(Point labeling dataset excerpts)
►

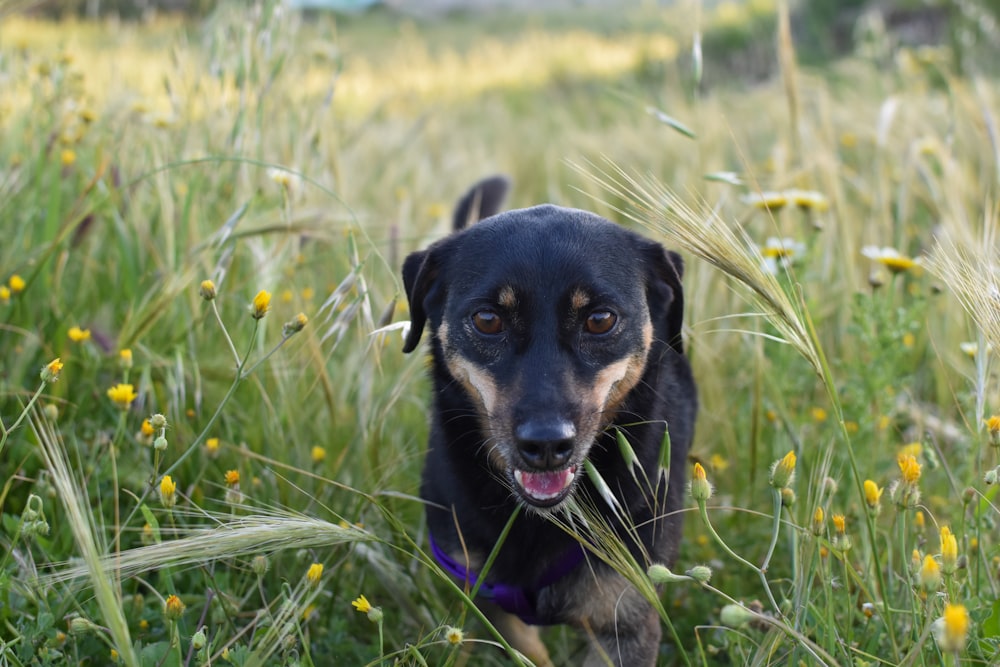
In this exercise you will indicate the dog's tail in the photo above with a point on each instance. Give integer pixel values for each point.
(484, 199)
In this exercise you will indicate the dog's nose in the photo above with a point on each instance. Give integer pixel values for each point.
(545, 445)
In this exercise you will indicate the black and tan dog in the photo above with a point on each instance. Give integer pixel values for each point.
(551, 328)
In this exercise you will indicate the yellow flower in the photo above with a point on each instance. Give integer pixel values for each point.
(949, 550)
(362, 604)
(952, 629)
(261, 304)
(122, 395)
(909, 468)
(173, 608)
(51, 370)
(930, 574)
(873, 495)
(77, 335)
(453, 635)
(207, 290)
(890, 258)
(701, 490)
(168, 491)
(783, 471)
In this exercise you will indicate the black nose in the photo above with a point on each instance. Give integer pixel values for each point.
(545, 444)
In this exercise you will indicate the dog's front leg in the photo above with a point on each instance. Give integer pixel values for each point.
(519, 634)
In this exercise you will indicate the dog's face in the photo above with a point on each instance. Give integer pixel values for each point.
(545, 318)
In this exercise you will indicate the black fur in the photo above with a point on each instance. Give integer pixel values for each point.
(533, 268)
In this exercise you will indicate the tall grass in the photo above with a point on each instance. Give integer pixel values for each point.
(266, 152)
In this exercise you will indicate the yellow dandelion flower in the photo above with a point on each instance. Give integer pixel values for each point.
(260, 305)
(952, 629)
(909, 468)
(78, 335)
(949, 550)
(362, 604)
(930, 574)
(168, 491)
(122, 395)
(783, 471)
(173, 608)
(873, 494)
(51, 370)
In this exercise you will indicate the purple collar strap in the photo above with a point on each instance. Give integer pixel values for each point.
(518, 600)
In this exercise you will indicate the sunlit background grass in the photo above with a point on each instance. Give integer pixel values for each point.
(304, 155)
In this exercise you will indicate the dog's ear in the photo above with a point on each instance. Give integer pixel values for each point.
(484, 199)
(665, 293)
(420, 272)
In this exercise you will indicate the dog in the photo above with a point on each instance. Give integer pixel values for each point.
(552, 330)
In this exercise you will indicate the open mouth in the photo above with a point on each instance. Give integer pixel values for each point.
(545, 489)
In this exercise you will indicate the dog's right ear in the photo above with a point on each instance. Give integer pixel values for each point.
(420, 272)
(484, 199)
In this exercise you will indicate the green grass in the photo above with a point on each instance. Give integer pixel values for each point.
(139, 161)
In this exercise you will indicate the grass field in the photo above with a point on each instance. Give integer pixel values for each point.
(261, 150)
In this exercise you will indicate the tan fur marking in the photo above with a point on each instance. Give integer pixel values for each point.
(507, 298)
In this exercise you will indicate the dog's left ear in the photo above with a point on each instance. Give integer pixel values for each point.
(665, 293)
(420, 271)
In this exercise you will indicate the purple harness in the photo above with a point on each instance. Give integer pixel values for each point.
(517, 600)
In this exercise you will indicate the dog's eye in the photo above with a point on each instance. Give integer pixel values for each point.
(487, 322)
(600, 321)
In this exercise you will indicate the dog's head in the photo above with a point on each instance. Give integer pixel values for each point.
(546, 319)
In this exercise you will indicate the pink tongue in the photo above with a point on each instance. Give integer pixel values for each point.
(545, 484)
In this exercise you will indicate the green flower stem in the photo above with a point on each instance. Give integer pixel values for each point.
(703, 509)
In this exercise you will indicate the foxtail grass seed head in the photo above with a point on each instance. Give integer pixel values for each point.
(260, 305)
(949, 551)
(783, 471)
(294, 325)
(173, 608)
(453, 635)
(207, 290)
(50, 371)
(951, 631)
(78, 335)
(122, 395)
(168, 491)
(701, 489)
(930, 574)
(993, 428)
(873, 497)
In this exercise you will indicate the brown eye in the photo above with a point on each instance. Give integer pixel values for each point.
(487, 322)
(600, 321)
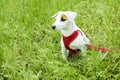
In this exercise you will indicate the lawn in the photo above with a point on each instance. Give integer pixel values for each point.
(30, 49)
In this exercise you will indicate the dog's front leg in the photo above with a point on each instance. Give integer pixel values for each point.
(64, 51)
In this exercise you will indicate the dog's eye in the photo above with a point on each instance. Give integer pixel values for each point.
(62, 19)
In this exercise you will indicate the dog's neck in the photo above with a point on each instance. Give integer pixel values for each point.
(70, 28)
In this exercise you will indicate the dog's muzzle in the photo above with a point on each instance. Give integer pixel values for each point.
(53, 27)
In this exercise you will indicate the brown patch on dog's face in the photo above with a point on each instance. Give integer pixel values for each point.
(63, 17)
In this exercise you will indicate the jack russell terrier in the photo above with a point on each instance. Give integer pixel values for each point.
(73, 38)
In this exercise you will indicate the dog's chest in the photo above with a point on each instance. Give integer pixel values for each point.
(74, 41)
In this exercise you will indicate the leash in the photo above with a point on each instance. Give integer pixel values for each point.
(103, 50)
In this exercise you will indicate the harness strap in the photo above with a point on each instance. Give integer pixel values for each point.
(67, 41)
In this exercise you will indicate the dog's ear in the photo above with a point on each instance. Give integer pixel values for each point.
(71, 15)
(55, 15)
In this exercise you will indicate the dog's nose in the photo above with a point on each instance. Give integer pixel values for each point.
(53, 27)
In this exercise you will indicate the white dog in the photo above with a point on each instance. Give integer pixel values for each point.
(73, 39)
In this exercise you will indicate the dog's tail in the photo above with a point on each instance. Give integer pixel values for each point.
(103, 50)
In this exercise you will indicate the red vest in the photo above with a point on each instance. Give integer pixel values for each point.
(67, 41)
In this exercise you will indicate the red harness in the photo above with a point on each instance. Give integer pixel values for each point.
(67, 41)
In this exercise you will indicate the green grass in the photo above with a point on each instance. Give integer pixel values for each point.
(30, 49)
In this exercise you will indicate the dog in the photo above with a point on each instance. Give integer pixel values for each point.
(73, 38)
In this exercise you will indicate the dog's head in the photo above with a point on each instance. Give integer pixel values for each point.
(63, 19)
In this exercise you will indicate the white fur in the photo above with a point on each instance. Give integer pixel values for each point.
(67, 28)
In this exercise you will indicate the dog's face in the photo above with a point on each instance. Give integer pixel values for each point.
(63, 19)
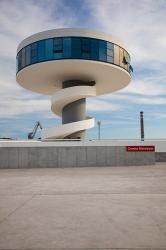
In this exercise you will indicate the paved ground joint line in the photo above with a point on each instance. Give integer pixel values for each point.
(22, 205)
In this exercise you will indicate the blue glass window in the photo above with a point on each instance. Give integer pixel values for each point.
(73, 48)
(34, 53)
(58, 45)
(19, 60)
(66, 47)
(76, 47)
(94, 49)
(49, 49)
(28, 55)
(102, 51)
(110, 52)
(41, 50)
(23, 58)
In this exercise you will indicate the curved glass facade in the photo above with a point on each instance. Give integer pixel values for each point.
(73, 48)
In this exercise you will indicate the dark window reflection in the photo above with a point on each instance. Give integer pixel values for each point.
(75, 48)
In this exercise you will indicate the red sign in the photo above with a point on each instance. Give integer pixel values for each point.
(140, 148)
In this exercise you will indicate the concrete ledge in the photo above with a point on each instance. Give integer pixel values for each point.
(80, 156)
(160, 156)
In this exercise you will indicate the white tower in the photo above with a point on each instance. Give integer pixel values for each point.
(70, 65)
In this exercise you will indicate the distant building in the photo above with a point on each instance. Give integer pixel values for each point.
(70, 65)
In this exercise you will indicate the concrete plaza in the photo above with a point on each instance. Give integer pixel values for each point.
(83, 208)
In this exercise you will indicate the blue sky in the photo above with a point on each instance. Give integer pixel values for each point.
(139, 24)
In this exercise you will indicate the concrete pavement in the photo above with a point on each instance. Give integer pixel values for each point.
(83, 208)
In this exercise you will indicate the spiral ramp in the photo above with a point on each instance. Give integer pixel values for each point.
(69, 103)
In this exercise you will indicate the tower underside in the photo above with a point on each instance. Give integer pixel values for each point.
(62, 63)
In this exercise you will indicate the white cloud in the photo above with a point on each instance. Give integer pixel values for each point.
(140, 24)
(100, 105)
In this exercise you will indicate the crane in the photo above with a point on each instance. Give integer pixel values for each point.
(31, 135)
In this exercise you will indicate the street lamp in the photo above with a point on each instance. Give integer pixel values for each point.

◄

Request -
Repeat word for word each line from the one with "In this exercise you will indicate the distant" to the end of the records above, inclusive.

Exercise answer -
In this exercise you will indicate the distant building in the photo above with a point on each instance. Give integer pixel values for each point.
(70, 65)
In this exercise you will indicate the concrete plaza in the photo above with a point on each instance. Give integer pixel values for each point.
(83, 208)
In this exercise you will indicate the blue sky in the photo above with a point on each instance. Give integer pixel values for each point.
(139, 24)
In this exercise you will indicate the concrete pavement in the photo above with a point on each instance. Give integer pixel values for each point.
(83, 208)
In this exercise you will indicate the spiral ramp in the photo above with a point on each instance. Give integer pixel values for each point.
(69, 103)
In this exercise you will indicate the tower underside in the photo above with a point on each instance. Give integer pixel values for each point.
(62, 63)
In this exercise you will indicate the white cloud in the photo above with a point on each instance. Give integer pixel values for each point.
(140, 24)
(100, 105)
In this exercise you will indicate the crane in the photo above with a point on each instance. Give integer pixel values for each point.
(31, 135)
In this exercise you will indicate the street lamp in the photo above with a point on each instance. Give integer pixel values for each point.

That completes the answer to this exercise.